Requirement – Beginning with the line that holds "the white villa.", set down each line of the data below through the very last, exactly as given, and nothing beyond that.

(Image location labeling entries)
- - - - -

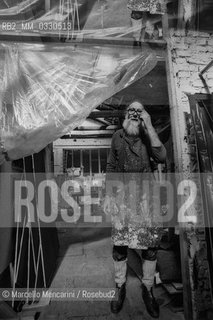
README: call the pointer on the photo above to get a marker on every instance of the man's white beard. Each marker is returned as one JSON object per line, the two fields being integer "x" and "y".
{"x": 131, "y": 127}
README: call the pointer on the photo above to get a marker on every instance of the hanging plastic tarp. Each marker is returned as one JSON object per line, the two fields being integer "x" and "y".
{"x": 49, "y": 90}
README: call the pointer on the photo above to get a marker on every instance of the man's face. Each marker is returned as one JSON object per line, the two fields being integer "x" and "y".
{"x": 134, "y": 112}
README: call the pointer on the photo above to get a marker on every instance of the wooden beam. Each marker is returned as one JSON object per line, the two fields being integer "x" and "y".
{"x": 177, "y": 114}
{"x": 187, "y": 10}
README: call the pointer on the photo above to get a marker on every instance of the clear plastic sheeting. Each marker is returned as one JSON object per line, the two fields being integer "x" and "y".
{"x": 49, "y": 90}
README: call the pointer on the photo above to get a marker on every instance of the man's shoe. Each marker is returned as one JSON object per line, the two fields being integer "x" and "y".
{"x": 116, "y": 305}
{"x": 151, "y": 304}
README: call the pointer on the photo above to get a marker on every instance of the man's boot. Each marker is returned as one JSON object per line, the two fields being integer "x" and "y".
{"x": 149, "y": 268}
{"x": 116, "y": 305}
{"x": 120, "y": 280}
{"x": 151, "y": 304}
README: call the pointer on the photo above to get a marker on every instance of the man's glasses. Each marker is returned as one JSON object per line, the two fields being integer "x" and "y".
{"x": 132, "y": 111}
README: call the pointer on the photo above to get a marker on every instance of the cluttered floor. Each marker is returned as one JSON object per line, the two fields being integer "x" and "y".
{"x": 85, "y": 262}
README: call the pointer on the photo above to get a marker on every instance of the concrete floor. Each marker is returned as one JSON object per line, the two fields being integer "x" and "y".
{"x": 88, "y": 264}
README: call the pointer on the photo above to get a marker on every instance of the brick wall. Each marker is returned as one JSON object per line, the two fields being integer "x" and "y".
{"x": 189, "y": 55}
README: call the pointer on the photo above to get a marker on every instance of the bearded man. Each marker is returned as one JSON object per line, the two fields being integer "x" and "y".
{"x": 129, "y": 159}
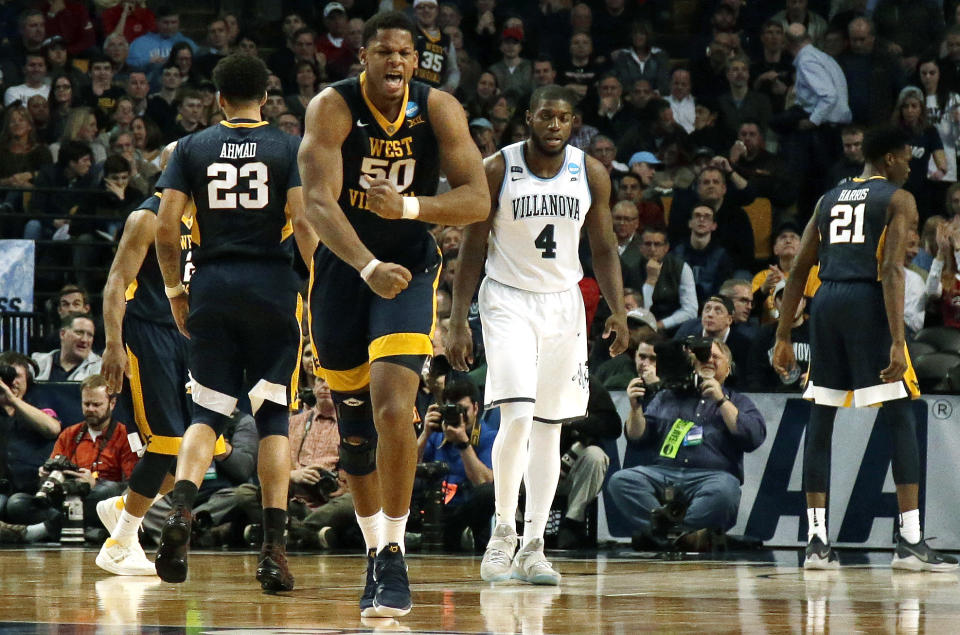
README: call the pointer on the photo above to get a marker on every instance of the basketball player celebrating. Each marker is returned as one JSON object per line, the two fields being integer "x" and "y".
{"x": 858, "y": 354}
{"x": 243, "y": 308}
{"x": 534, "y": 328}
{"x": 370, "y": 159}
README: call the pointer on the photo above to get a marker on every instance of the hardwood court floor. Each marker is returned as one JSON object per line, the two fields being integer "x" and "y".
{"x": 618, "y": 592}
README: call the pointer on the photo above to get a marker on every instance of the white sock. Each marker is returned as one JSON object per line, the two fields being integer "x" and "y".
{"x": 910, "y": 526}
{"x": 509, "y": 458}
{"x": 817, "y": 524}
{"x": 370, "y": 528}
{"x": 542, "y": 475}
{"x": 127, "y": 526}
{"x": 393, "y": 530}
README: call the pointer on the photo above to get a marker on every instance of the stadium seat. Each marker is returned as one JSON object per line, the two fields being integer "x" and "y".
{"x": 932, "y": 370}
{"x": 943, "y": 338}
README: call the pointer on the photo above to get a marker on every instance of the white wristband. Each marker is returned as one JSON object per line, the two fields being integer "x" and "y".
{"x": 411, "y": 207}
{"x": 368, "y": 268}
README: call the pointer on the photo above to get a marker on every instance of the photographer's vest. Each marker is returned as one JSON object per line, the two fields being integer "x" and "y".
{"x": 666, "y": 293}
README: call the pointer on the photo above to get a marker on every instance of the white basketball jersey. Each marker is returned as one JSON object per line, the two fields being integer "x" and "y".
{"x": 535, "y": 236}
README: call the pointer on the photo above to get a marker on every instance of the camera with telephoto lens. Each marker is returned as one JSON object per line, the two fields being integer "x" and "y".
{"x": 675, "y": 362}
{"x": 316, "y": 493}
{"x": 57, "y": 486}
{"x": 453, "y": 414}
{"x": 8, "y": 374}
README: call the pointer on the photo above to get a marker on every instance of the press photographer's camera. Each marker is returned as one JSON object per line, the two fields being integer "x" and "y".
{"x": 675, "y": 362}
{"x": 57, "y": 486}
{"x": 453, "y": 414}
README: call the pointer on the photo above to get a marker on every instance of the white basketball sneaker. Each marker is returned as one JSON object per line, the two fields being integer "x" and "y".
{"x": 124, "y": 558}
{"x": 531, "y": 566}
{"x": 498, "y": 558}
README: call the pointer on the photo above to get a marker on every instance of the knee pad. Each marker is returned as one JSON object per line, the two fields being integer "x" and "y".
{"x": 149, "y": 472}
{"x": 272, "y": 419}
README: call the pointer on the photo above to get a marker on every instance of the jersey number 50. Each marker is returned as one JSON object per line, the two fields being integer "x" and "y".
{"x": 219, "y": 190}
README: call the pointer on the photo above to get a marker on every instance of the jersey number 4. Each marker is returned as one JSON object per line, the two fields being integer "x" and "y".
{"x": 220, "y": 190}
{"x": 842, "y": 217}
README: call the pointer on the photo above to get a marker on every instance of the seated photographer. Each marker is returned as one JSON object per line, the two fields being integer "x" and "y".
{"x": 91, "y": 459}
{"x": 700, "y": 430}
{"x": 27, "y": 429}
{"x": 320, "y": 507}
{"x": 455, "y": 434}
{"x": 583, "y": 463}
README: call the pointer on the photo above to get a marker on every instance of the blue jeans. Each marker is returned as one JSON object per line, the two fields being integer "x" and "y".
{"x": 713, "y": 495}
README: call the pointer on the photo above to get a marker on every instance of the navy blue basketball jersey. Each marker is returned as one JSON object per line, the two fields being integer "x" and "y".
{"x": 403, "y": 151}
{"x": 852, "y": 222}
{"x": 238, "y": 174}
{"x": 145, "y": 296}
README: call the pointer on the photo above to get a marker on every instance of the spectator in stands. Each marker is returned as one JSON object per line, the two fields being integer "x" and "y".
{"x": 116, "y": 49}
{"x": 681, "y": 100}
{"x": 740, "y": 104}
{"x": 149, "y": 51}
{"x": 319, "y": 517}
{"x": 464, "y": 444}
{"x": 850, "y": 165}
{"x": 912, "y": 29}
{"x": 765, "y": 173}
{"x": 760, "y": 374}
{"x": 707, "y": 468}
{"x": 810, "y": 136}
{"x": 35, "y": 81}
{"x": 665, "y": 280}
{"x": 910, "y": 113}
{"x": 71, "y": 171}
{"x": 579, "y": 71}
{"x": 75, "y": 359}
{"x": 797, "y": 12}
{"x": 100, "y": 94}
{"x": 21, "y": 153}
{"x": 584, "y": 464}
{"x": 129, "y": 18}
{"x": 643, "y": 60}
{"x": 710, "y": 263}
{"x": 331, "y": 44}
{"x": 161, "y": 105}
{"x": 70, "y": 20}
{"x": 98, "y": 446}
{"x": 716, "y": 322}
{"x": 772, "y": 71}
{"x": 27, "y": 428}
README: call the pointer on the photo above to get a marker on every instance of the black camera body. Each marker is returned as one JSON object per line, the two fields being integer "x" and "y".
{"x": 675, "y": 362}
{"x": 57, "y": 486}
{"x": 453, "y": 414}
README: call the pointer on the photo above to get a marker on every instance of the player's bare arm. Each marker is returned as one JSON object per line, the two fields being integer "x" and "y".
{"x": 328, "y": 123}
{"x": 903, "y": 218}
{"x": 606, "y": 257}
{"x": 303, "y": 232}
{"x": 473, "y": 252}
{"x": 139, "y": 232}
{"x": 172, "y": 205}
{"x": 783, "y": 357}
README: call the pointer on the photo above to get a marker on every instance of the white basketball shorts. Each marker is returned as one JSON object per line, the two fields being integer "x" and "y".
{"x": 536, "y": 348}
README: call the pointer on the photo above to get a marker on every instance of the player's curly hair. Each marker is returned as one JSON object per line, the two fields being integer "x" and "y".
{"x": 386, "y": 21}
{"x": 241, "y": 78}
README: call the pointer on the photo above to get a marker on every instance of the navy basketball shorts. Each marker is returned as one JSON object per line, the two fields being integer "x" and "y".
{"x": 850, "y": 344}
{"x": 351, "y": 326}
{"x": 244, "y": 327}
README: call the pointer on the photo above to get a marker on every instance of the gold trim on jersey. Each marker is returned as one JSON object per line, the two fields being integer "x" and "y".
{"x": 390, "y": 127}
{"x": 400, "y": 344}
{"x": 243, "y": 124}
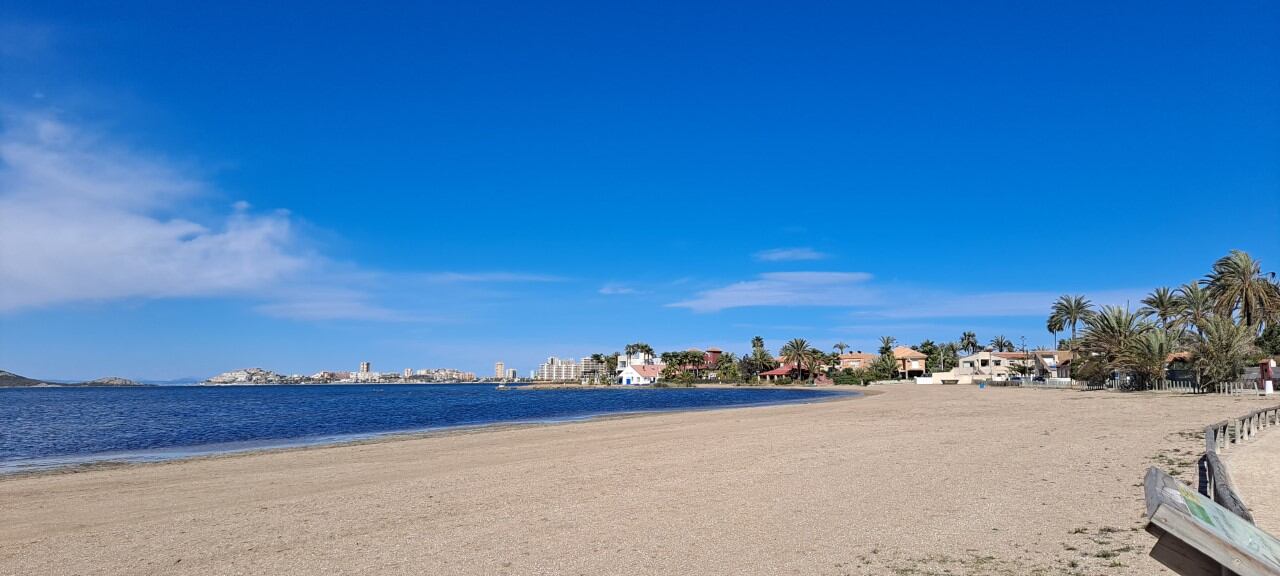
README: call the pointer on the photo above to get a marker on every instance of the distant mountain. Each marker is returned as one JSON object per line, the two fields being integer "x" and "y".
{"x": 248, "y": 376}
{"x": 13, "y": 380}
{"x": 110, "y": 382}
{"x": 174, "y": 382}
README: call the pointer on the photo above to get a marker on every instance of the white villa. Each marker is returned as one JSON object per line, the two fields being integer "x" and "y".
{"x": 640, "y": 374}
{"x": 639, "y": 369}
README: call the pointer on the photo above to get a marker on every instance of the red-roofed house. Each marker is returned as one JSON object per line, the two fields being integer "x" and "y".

- - - - -

Solution to this exercise –
README: call the pointer on the photo above to get a marker on every instance of the white villa. Each marker is returned as one JSON object per line, the two fields being integer "x" and "y".
{"x": 640, "y": 374}
{"x": 639, "y": 369}
README: call the pointer on the photo above to get a marker on every instance of the red-roofed house. Each marker is returned as one JSON object per line, the two fields being integer "x" and "y".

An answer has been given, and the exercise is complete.